> [TASK REQUIREMENTS]: Please turn the stretch of items below, from their start through the line containing "negative clicks: (164, 115) (227, 175)", into a JSON list of strings with one string per line and blank lines dropped. Leave the pictures out of the answer.

> [RECORDS SHOWN]:
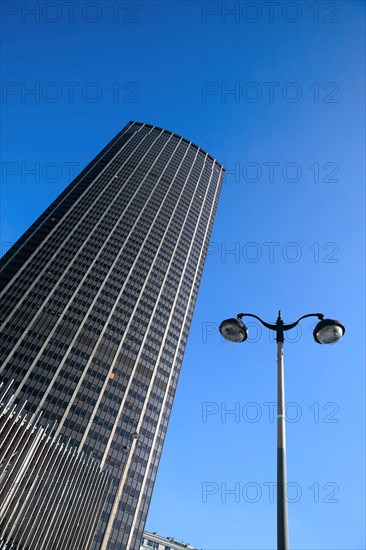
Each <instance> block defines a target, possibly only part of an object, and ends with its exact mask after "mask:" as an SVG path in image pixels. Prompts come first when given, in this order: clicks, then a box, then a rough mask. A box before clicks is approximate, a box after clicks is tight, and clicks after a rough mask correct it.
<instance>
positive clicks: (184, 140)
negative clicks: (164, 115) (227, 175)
mask: <svg viewBox="0 0 366 550" xmlns="http://www.w3.org/2000/svg"><path fill="white" fill-rule="evenodd" d="M130 124H140V125H141V126H147V127H148V128H155V129H156V130H162V131H163V132H166V133H167V134H170V135H172V136H176V137H178V138H180V139H183V140H184V141H186V142H187V143H189V144H190V145H191V146H192V147H195V148H196V149H199V150H200V151H202V153H204V154H205V155H207V156H208V157H209V158H210V159H211V160H213V161H214V162H215V163H216V164H217V165H218V166H219V167H220V168H221V170H222V171H223V172H225V166H223V164H221V163H220V162H219V161H218V160H217V159H216V158H215V157H213V156H212V155H210V153H208V152H207V151H206V150H205V149H202V147H200V146H199V145H197V144H196V143H193V141H190V140H189V139H187V138H185V137H184V136H181V135H179V134H177V132H172V131H171V130H167V129H166V128H162V127H161V126H156V125H155V124H149V123H147V122H141V121H139V120H130V121H129V122H128V125H130Z"/></svg>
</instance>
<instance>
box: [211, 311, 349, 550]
mask: <svg viewBox="0 0 366 550" xmlns="http://www.w3.org/2000/svg"><path fill="white" fill-rule="evenodd" d="M243 317H254V318H255V319H258V321H259V322H260V323H262V325H263V326H265V327H266V328H268V329H270V330H273V331H275V333H276V342H277V548H278V550H288V547H289V546H288V525H287V515H288V514H287V498H286V492H285V491H286V431H285V396H284V393H285V392H284V365H283V342H284V332H286V331H287V330H291V329H292V328H294V327H296V325H297V324H298V323H299V322H300V321H301V320H302V319H305V318H306V317H317V318H318V319H319V323H318V324H317V325H316V327H315V329H314V332H313V336H314V340H315V342H317V343H318V344H335V343H336V342H338V341H339V340H340V339H341V338H342V336H343V334H344V332H345V328H344V326H343V325H342V324H341V323H340V322H339V321H334V320H333V319H324V315H323V314H322V313H308V314H307V315H303V316H302V317H300V318H299V319H298V320H297V321H295V322H294V323H289V324H284V322H283V320H282V318H281V312H280V311H279V312H278V317H277V321H276V323H275V324H271V323H266V322H265V321H263V320H262V319H261V318H260V317H258V316H257V315H253V314H252V313H239V314H238V315H237V317H236V319H235V318H232V319H226V320H225V321H223V322H222V323H221V325H220V332H221V334H222V336H223V337H224V338H225V339H226V340H228V341H229V342H235V343H237V342H239V343H240V342H245V340H246V339H247V338H248V329H247V327H246V326H245V325H244V323H243V321H242V318H243Z"/></svg>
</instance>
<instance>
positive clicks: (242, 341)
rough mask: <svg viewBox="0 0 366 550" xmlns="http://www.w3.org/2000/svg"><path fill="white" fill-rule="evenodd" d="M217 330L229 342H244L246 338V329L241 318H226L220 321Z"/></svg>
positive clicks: (245, 339)
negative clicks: (220, 324)
mask: <svg viewBox="0 0 366 550" xmlns="http://www.w3.org/2000/svg"><path fill="white" fill-rule="evenodd" d="M219 330H220V332H221V334H222V336H223V337H224V338H225V340H228V341H229V342H245V340H246V339H247V338H248V329H247V327H246V326H245V325H244V323H243V321H242V320H241V319H235V318H232V319H226V320H225V321H223V322H222V323H221V325H220V327H219Z"/></svg>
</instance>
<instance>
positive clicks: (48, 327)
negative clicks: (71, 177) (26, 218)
mask: <svg viewBox="0 0 366 550" xmlns="http://www.w3.org/2000/svg"><path fill="white" fill-rule="evenodd" d="M222 180H223V167H222V166H221V165H220V164H219V163H218V162H217V161H216V160H215V159H214V158H212V157H211V156H210V155H209V154H207V153H206V152H205V151H203V150H202V149H200V148H199V147H197V146H196V145H194V144H192V143H191V142H189V141H187V140H186V139H184V138H182V137H180V136H178V135H176V134H174V133H171V132H168V131H166V130H164V129H162V128H158V127H155V126H151V125H148V124H143V123H137V122H130V123H129V124H128V125H127V126H126V127H125V128H124V129H123V130H122V131H121V132H120V133H119V134H118V135H117V136H116V137H115V138H114V139H113V140H112V141H111V142H110V143H109V144H108V145H107V146H106V147H105V148H104V149H103V150H102V151H101V153H100V154H99V155H98V156H97V157H96V158H95V159H94V160H93V161H92V162H91V163H90V164H89V165H88V166H87V167H86V168H85V169H84V170H83V171H82V172H81V173H80V174H79V176H78V177H77V178H76V179H75V180H74V181H73V182H72V183H71V184H70V185H69V186H68V187H67V188H66V189H65V191H64V192H63V193H62V194H61V195H60V196H59V197H58V198H57V199H56V200H55V201H54V202H53V203H52V204H51V205H50V206H49V208H47V210H46V211H45V212H44V213H43V214H42V215H41V216H40V217H39V218H38V220H37V221H36V222H35V223H34V224H33V225H32V226H31V227H30V229H29V230H28V231H27V232H26V233H25V234H24V235H23V236H22V237H21V238H20V239H19V240H18V241H17V243H15V245H14V246H13V247H12V248H11V249H10V250H9V251H8V253H7V254H6V255H5V256H4V257H3V258H2V260H1V261H0V275H1V313H0V319H1V321H2V326H1V367H0V381H3V382H4V383H5V384H7V383H9V382H10V381H11V380H14V383H13V387H14V388H15V401H17V402H24V401H25V400H26V401H27V403H26V409H27V411H29V413H35V412H39V411H40V410H42V411H43V413H42V422H43V423H45V424H53V423H57V433H58V434H60V435H61V436H63V437H64V438H66V439H68V440H70V445H72V446H73V447H77V448H78V449H79V450H80V451H81V450H82V451H83V452H84V453H92V455H93V457H94V458H96V459H97V460H98V461H100V462H101V465H102V468H103V469H108V470H110V472H111V476H112V490H111V492H110V495H109V497H108V502H107V505H106V506H105V508H104V510H103V512H102V514H101V518H100V521H99V525H98V529H97V533H96V535H95V537H94V541H93V543H92V546H91V548H95V549H96V548H108V549H117V548H118V549H127V548H128V549H138V548H139V545H140V543H141V540H142V533H143V529H144V524H145V520H146V515H147V511H148V507H149V502H150V498H151V494H152V489H153V484H154V481H155V477H156V472H157V468H158V463H159V459H160V455H161V451H162V446H163V442H164V437H165V433H166V429H167V425H168V420H169V415H170V411H171V407H172V403H173V399H174V393H175V389H176V385H177V380H178V376H179V371H180V368H181V363H182V359H183V354H184V349H185V345H186V341H187V336H188V331H189V327H190V323H191V319H192V314H193V308H194V305H195V302H196V298H197V292H198V287H199V282H200V279H201V275H202V270H203V265H204V262H205V257H206V252H207V247H208V242H209V237H210V233H211V229H212V224H213V220H214V216H215V211H216V207H217V202H218V197H219V193H220V188H221V184H222Z"/></svg>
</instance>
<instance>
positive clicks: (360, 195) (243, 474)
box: [0, 0, 366, 550]
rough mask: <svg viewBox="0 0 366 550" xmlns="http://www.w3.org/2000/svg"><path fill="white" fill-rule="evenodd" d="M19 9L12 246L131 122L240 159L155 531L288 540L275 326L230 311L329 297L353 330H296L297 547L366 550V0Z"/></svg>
mask: <svg viewBox="0 0 366 550" xmlns="http://www.w3.org/2000/svg"><path fill="white" fill-rule="evenodd" d="M34 10H35V11H34ZM1 15H2V22H3V23H2V25H3V38H2V78H3V84H2V105H1V106H2V189H1V201H2V202H1V238H0V240H1V249H2V253H4V252H5V251H6V249H7V248H8V247H9V246H10V244H11V243H13V242H15V241H16V239H17V238H18V237H19V236H20V235H21V234H22V233H23V232H24V231H25V230H26V229H27V228H28V227H29V225H30V224H31V223H32V222H33V221H34V220H35V219H36V217H37V216H38V215H39V214H40V213H41V212H42V211H43V210H44V209H45V208H46V207H47V206H48V204H49V203H50V202H51V201H52V200H53V199H54V198H55V197H56V196H57V195H58V194H59V193H60V192H61V190H62V189H64V188H65V186H66V185H67V184H68V183H69V181H70V180H71V179H72V177H73V175H76V174H77V173H78V172H79V171H80V170H81V169H82V168H83V167H84V166H85V165H86V164H87V163H88V162H89V161H90V160H91V159H92V158H93V157H94V156H95V155H96V154H97V153H98V152H99V151H100V149H101V148H102V147H103V146H104V145H105V144H106V143H107V142H108V141H109V140H110V139H111V138H112V137H113V136H114V135H115V134H116V133H117V132H118V131H119V130H120V129H121V128H122V127H123V126H124V125H125V124H126V123H127V122H128V121H129V120H138V121H144V122H148V123H150V124H156V125H158V126H161V127H165V128H167V129H168V130H171V131H174V132H177V133H179V134H181V135H183V136H184V137H186V138H189V139H191V140H192V141H193V142H195V143H197V144H198V145H200V146H201V147H203V148H205V149H206V150H207V151H208V152H209V153H210V154H212V155H213V156H215V157H216V158H217V159H218V160H219V161H220V162H222V163H224V164H225V165H226V168H227V176H226V180H225V183H224V186H223V190H222V195H221V199H220V204H219V208H218V212H217V217H216V221H215V226H214V231H213V235H212V241H211V244H210V249H209V256H208V259H207V262H206V266H205V270H204V275H203V280H202V284H201V288H200V293H199V298H198V302H197V307H196V310H195V315H194V320H193V324H192V328H191V332H190V336H189V342H188V346H187V350H186V355H185V359H184V363H183V368H182V374H181V379H180V382H179V385H178V390H177V395H176V400H175V404H174V407H173V413H172V417H171V422H170V425H169V430H168V435H167V439H166V444H165V447H164V451H163V456H162V460H161V465H160V469H159V473H158V477H157V482H156V486H155V491H154V495H153V498H152V503H151V507H150V512H149V517H148V521H147V528H148V529H149V530H151V531H157V532H158V533H159V534H162V535H169V536H174V537H175V538H176V539H177V540H184V541H186V542H190V543H191V544H193V545H195V546H196V547H198V548H202V549H205V550H213V549H215V550H229V549H230V550H239V549H240V550H244V549H247V550H264V549H273V548H275V544H276V505H275V502H273V484H274V482H275V479H276V425H275V423H274V422H273V417H272V405H271V403H274V402H275V401H276V347H275V344H274V343H273V341H271V338H270V335H269V333H268V331H266V330H265V329H262V330H261V329H260V326H259V325H258V324H257V323H252V322H251V323H250V327H249V328H250V341H249V342H246V343H245V344H242V345H239V344H237V345H234V344H229V343H225V342H223V341H222V340H221V338H220V336H219V333H218V325H219V323H220V321H221V320H222V319H225V318H227V317H231V316H235V315H236V314H237V313H238V312H242V311H247V312H252V313H255V314H257V315H259V316H261V317H262V318H264V319H265V320H266V321H268V322H274V321H275V319H276V316H277V312H278V310H279V309H281V310H282V314H283V318H284V320H285V322H292V321H294V320H296V319H297V318H298V317H300V316H301V315H304V314H305V313H311V312H321V313H324V314H325V315H326V316H327V317H331V318H335V319H339V320H340V321H342V322H343V324H344V325H345V326H346V334H345V337H344V339H343V340H342V341H341V342H340V343H339V344H337V345H334V346H320V345H318V344H316V343H314V340H313V338H312V327H313V326H314V322H313V320H312V319H310V320H309V319H307V320H305V321H304V322H303V323H302V324H301V331H298V332H297V331H296V330H294V331H292V332H291V333H289V334H288V336H289V338H291V340H292V341H291V342H290V341H287V342H286V343H285V376H286V399H287V401H288V403H289V405H288V409H287V413H288V421H287V445H288V482H289V487H288V496H289V501H290V502H289V532H290V544H291V548H292V549H293V550H363V549H364V548H365V547H366V543H365V529H364V517H365V516H364V514H365V510H364V492H365V480H364V460H365V452H364V451H365V449H364V440H365V426H364V419H365V379H364V335H365V327H364V304H365V296H364V250H365V247H364V204H365V203H364V177H365V173H364V161H363V157H364V151H365V142H364V130H365V122H364V121H365V112H364V99H365V87H364V84H365V76H364V75H365V66H364V47H365V44H364V39H365V23H364V21H365V4H364V2H361V1H352V0H347V1H345V2H344V1H335V2H333V1H332V2H327V1H319V2H317V1H315V2H312V1H305V2H303V1H294V2H281V1H280V2H266V1H252V2H229V1H228V2H216V1H211V2H199V1H185V2H179V1H174V2H172V1H162V2H158V1H152V0H151V1H136V2H135V1H132V2H118V1H113V2H109V1H103V2H88V1H84V2H83V1H79V2H63V1H59V2H57V1H54V2H31V1H29V2H23V1H22V2H16V1H15V2H14V1H11V2H10V1H3V2H2V14H1ZM32 90H33V92H32ZM314 321H316V320H314ZM254 344H255V345H254ZM230 411H234V412H232V413H231V414H230Z"/></svg>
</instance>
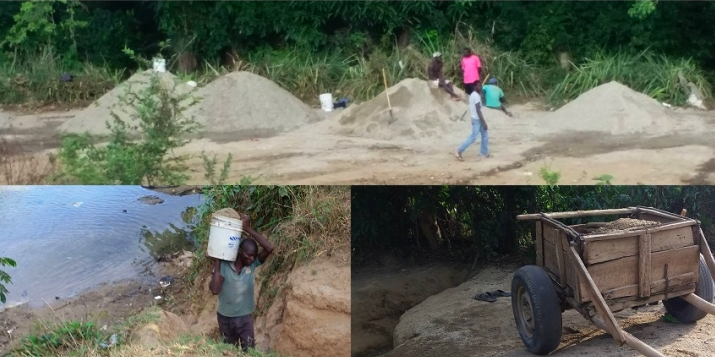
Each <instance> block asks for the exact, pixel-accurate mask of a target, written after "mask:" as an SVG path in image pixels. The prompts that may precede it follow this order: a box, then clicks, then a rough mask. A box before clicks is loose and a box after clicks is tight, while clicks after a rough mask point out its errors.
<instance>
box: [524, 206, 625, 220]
mask: <svg viewBox="0 0 715 357" xmlns="http://www.w3.org/2000/svg"><path fill="white" fill-rule="evenodd" d="M635 210H636V209H635V208H634V207H632V208H616V209H602V210H590V211H571V212H553V213H544V214H543V215H544V216H546V217H549V218H551V219H560V218H577V217H594V216H611V215H624V214H632V213H634V212H635ZM541 217H543V216H542V214H541V213H534V214H522V215H518V216H516V219H518V220H520V221H527V220H536V219H541Z"/></svg>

> [TASK RESPONSE]:
[
  "Each <instance> block defines a target, possibly only part of an object, and ends with its exact mask after \"mask:\" as an SVG path in image pixels. Prompts come first when given, in this order: clicks, then a box, then a rough mask. A box before clicks is approximate, a box after clicks is tight, and clicks after a rough mask correct it.",
  "<instance>",
  "positive clicks: (184, 140)",
  "negative clicks: (164, 115) (227, 175)"
]